■ **PROVIDED RECORDS**:

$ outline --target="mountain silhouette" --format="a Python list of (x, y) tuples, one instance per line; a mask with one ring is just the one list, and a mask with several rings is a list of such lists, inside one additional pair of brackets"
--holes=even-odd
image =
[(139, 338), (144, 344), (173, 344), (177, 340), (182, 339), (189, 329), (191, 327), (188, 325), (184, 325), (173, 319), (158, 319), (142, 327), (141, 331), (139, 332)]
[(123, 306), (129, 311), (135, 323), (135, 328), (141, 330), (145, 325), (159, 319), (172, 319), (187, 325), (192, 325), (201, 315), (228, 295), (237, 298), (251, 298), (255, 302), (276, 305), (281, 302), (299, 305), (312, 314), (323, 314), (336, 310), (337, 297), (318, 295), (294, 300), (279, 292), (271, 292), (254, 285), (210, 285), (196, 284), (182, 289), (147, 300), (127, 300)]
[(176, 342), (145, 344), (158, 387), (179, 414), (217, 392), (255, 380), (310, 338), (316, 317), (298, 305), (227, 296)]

■ **THE EXERCISE**: Reproduce the material above line for line, without any alteration.

■ **FINAL RESULT**:
$ outline --target="mountain silhouette" --format="a Python list of (x, y) tuples, one instance per line; a mask with one ring is just the one list, and a mask with several rings is a list of such lists, inside one additional pair of brackets"
--holes=even-odd
image =
[(139, 338), (144, 344), (173, 344), (177, 340), (182, 339), (189, 329), (191, 327), (188, 325), (184, 325), (173, 319), (158, 319), (142, 327), (141, 331), (139, 332)]
[(123, 306), (129, 311), (135, 323), (135, 328), (141, 330), (145, 325), (159, 319), (172, 319), (187, 325), (192, 325), (201, 315), (228, 295), (237, 298), (251, 298), (255, 302), (276, 305), (281, 302), (299, 305), (312, 314), (323, 314), (336, 310), (337, 297), (318, 295), (294, 300), (279, 292), (271, 292), (254, 285), (210, 285), (196, 284), (182, 289), (147, 300), (127, 300)]
[(176, 342), (145, 344), (158, 387), (179, 414), (217, 392), (255, 380), (310, 338), (316, 317), (298, 305), (227, 296)]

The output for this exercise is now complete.